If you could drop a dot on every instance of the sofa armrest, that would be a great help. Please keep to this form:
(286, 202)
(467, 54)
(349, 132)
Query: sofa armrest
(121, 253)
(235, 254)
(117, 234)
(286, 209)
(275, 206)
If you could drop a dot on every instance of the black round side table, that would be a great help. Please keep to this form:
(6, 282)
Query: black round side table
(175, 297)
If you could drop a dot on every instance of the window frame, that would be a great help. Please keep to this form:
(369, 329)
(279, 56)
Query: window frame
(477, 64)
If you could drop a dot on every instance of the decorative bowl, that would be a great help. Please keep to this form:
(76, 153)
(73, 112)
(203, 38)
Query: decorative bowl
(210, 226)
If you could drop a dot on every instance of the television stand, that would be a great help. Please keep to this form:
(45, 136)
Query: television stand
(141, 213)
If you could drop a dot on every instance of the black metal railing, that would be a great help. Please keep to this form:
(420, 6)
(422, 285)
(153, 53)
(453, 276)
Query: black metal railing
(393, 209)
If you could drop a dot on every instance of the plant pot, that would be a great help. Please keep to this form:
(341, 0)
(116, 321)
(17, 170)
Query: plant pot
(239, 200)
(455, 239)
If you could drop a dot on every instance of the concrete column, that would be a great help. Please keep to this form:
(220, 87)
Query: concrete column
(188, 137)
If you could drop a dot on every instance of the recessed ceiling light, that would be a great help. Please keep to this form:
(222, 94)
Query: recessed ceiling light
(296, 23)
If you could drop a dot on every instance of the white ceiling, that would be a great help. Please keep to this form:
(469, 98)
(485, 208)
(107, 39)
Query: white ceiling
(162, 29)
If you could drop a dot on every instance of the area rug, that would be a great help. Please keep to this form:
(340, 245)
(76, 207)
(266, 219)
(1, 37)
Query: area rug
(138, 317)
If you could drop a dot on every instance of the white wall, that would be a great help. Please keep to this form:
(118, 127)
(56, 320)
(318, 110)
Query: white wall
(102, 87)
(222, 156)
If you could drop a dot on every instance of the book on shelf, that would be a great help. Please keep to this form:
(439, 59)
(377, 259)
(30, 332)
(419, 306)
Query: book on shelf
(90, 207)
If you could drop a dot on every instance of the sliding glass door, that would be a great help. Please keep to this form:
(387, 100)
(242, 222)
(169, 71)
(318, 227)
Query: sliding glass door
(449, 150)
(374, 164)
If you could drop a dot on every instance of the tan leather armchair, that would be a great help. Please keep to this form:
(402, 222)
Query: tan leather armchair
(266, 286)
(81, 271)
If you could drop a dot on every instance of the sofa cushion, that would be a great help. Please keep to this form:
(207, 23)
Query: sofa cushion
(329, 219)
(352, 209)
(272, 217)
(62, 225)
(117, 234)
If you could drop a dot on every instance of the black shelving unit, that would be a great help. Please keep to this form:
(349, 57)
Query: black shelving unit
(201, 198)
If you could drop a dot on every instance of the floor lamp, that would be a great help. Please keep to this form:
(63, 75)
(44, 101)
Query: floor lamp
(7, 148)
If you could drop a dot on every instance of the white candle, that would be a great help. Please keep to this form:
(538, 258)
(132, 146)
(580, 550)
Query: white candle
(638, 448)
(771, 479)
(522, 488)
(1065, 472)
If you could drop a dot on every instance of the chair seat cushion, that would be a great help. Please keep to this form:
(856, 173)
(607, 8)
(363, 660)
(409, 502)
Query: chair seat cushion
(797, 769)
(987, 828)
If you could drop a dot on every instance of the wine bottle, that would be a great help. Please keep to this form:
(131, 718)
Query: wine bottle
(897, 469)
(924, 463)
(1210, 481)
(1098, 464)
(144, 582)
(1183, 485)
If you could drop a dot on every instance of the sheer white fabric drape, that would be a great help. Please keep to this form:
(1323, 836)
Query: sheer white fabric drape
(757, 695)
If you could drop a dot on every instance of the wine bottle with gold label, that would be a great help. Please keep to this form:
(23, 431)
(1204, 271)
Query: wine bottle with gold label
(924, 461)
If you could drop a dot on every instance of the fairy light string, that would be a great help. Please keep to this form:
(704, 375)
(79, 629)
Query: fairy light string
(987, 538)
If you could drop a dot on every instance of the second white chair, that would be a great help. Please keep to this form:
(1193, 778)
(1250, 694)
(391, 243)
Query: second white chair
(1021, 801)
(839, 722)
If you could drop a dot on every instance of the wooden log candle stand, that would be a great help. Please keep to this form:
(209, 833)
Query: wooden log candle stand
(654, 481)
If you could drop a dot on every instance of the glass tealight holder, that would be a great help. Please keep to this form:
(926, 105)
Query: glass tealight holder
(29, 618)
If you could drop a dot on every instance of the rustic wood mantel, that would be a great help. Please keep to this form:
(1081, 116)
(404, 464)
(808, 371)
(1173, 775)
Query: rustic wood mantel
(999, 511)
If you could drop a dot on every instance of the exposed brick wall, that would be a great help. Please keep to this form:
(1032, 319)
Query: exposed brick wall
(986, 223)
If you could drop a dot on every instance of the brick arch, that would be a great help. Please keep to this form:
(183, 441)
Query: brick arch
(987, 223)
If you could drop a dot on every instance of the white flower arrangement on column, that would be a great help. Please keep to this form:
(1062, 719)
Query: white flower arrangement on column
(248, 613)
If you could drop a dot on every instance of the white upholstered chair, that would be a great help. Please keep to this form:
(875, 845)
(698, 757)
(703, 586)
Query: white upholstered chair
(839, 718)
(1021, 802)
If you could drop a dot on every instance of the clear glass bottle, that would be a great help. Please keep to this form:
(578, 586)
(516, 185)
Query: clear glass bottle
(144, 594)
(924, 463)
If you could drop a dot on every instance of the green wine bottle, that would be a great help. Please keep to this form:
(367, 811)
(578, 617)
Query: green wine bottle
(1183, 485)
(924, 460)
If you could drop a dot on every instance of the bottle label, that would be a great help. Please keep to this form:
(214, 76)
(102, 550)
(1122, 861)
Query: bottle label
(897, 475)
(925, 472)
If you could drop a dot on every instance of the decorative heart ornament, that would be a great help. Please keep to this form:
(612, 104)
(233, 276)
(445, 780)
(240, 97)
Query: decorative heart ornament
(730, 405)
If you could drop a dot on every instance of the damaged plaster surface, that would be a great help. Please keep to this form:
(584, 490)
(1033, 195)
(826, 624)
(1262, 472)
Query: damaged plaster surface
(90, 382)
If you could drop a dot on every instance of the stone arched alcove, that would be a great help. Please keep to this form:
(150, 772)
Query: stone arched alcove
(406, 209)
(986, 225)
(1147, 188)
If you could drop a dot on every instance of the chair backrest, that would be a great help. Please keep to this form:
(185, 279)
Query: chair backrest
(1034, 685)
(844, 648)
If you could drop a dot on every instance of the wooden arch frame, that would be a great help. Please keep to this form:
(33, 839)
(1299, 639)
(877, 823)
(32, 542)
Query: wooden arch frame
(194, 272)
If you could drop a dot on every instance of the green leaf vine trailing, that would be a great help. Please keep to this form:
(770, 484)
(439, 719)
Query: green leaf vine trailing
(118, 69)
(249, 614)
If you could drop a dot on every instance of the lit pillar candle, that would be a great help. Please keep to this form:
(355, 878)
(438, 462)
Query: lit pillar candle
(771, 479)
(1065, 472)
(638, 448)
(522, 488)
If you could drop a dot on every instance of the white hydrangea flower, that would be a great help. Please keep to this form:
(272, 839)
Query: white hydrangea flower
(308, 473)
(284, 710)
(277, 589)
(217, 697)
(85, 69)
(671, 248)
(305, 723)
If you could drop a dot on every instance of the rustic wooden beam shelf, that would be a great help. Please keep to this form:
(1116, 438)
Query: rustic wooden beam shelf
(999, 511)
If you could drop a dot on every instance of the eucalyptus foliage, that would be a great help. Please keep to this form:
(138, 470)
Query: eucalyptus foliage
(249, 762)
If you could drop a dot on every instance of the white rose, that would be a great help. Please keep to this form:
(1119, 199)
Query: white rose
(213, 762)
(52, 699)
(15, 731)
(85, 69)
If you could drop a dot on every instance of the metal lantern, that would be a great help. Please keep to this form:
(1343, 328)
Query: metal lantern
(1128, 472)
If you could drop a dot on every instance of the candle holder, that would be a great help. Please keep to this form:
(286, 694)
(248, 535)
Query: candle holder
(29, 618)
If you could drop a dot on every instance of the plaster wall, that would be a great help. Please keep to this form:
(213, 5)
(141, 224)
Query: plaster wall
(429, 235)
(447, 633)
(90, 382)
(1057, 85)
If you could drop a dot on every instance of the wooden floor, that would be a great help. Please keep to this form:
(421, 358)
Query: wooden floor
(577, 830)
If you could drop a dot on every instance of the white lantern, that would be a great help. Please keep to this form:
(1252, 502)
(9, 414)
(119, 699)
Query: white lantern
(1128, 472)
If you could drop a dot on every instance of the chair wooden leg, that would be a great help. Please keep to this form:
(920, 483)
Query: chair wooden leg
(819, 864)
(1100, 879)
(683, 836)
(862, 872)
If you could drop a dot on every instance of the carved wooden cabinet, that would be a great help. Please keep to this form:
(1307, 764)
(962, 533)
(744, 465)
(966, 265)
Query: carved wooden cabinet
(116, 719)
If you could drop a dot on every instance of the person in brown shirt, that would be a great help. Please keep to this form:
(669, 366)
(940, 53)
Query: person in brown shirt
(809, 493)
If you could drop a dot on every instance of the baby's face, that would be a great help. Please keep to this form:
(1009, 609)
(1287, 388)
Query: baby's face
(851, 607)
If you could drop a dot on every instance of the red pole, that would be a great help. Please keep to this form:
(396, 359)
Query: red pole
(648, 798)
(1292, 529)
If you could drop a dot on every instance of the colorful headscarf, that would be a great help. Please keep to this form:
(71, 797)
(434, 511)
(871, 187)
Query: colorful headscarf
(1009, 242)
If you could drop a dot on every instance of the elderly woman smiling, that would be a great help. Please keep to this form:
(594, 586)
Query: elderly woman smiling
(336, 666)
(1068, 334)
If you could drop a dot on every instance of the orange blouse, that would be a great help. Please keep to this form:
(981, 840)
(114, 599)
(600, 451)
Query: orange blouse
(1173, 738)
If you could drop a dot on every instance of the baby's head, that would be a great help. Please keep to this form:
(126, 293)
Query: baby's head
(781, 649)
────────────────────────────────────────
[WHAT YOU WILL DO]
Starting at the line that contains "baby's face, that", retype each line through the end of the listing above and nothing else.

[REPLY TO THE EXERCISE]
If you could drop a dot on every instance of the baby's face, that would be a great help. Please keep to this form:
(1009, 609)
(1287, 388)
Query: baby's face
(851, 607)
If you could drop a dot on every instance of the red pole, that would be a great help. Please keep to this form:
(396, 359)
Query: red pole
(648, 798)
(1292, 529)
If you could drop a dot on every instance of the colorful headscarf, that would be a great help. Please keep to this form:
(71, 797)
(434, 511)
(871, 187)
Query: colorful headscarf
(1009, 242)
If you could drop a dot on every instance of the elderly woman smiling, that would be a great help. Please keep to this form:
(594, 586)
Query: elderly woman smiling
(336, 666)
(1068, 334)
If you could drop a dot on every instance of the orange blouse, that would be a great help. Please keep to this form:
(981, 840)
(114, 599)
(600, 451)
Query: orange blouse
(1173, 738)
If you could drop a dot on every instance of the baby's head, that would be a great help. Please keep to this form:
(126, 293)
Query: baby's head
(781, 649)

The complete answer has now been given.